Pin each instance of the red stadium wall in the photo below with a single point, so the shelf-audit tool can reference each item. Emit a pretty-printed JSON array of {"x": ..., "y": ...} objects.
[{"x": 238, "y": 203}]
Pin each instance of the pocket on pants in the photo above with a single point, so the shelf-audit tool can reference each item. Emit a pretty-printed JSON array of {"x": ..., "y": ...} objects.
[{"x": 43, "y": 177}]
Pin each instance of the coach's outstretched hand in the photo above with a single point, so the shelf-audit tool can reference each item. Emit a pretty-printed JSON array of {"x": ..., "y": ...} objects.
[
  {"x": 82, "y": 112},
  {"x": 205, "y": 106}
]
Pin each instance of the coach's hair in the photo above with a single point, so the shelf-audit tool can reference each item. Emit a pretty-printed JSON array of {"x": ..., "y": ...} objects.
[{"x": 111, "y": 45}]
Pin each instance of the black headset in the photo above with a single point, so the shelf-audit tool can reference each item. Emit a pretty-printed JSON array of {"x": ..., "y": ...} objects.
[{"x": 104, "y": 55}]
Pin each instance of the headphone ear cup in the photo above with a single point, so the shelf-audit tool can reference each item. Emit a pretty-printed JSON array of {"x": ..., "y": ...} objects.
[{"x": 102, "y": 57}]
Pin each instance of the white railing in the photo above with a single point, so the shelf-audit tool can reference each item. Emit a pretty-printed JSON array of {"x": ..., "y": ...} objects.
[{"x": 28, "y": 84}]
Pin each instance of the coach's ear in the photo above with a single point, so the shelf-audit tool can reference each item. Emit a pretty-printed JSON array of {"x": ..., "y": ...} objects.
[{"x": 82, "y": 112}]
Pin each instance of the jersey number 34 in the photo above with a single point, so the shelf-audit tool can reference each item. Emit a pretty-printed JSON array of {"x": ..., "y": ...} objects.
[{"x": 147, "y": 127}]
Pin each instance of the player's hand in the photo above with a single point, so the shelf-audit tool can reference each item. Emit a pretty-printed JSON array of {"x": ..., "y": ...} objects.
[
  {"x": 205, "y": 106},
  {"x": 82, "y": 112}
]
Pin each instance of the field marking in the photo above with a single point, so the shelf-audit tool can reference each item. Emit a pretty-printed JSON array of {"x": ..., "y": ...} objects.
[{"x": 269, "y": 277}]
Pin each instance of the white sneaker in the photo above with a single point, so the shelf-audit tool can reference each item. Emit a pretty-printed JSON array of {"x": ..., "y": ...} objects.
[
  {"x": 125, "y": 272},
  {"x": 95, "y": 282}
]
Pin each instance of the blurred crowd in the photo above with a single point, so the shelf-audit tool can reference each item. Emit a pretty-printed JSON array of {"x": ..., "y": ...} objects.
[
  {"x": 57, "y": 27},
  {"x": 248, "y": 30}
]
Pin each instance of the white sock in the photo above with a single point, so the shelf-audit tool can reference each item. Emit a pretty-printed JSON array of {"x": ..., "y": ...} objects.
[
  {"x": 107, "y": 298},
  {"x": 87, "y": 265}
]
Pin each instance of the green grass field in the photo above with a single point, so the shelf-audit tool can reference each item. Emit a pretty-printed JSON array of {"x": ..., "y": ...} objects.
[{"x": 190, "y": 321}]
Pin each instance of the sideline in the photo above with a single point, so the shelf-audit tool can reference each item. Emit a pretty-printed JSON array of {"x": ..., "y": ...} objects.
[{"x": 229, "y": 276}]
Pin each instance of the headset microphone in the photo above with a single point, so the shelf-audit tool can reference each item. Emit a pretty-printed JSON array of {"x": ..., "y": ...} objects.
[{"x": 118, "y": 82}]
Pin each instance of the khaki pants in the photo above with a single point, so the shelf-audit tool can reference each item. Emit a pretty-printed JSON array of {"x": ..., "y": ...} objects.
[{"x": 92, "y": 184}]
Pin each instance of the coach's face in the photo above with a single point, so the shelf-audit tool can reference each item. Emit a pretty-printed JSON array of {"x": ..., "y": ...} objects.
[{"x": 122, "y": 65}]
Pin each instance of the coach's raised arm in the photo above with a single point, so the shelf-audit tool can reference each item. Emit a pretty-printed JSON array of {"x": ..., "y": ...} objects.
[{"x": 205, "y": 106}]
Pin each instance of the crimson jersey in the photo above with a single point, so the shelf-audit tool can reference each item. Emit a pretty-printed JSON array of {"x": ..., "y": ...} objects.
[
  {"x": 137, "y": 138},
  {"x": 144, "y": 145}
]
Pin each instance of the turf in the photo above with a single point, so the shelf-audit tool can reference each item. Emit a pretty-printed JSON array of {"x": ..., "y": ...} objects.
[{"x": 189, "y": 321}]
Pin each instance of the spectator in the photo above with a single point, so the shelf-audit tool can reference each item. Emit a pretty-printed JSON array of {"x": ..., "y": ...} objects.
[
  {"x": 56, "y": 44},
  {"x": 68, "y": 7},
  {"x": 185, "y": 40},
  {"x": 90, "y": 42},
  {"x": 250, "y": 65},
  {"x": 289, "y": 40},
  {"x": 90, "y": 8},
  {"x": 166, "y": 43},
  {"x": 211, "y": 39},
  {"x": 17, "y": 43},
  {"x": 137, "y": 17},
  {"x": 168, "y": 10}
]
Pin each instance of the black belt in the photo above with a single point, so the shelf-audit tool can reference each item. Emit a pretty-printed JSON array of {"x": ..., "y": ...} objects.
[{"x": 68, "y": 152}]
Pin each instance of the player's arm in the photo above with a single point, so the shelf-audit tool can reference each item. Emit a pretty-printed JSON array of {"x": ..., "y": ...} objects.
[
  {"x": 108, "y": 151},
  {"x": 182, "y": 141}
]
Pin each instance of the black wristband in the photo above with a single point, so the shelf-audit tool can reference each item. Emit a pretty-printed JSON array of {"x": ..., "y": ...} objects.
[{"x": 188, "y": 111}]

Given request —
Starting from the line containing "Pin each instance of the coach's raised" and ending with the final line of the data, reproduce each line exactly as it appears, including no other lines.

Task response —
Pin each instance of the coach's raised arm in the photo above with a single point, so the shelf-audit tool can reference each item. Emit a pretty-printed JSON array of {"x": ..., "y": ...} objects.
[{"x": 205, "y": 106}]
Pin each instance of the crimson jersey in the photo above with a single point, so the shelf-audit tool can reference each item. Emit a pretty-printed JSON array of {"x": ..., "y": ...} objects.
[
  {"x": 137, "y": 138},
  {"x": 144, "y": 145}
]
Pin each instance of the turf in the photo above with a single point, so the shelf-audit tool can reference each item. Emit a pretty-printed JSON array of {"x": ..., "y": ...} objects.
[{"x": 189, "y": 321}]
Pin each instance of the spectator in the photo above with a single point, so the shelf-audit tool can reference each item. Emit a pretty-printed JSON array of {"x": ..., "y": ...} objects.
[
  {"x": 56, "y": 44},
  {"x": 68, "y": 7},
  {"x": 185, "y": 40},
  {"x": 90, "y": 42},
  {"x": 250, "y": 65},
  {"x": 289, "y": 40},
  {"x": 90, "y": 8},
  {"x": 166, "y": 43},
  {"x": 211, "y": 39},
  {"x": 17, "y": 43},
  {"x": 137, "y": 17},
  {"x": 168, "y": 10}
]
Pin each instance of the black belt in the photo above with a single point, so the shelf-audit tool can reference each item. Emit a pretty-printed JSON array of {"x": ..., "y": ...} objects.
[{"x": 68, "y": 152}]
Pin each instance of the player's arm in the photo above with a single point, so the shelf-audit tool can reference each item. Emit a pretty-printed JSON array of {"x": ..., "y": ...} objects.
[
  {"x": 108, "y": 151},
  {"x": 182, "y": 141}
]
Pin each instance of the black wristband in the photo above with a single point, so the shelf-audit tool can reference each item. Emit a pretty-printed JSON array of {"x": ..., "y": ...} objects.
[{"x": 188, "y": 111}]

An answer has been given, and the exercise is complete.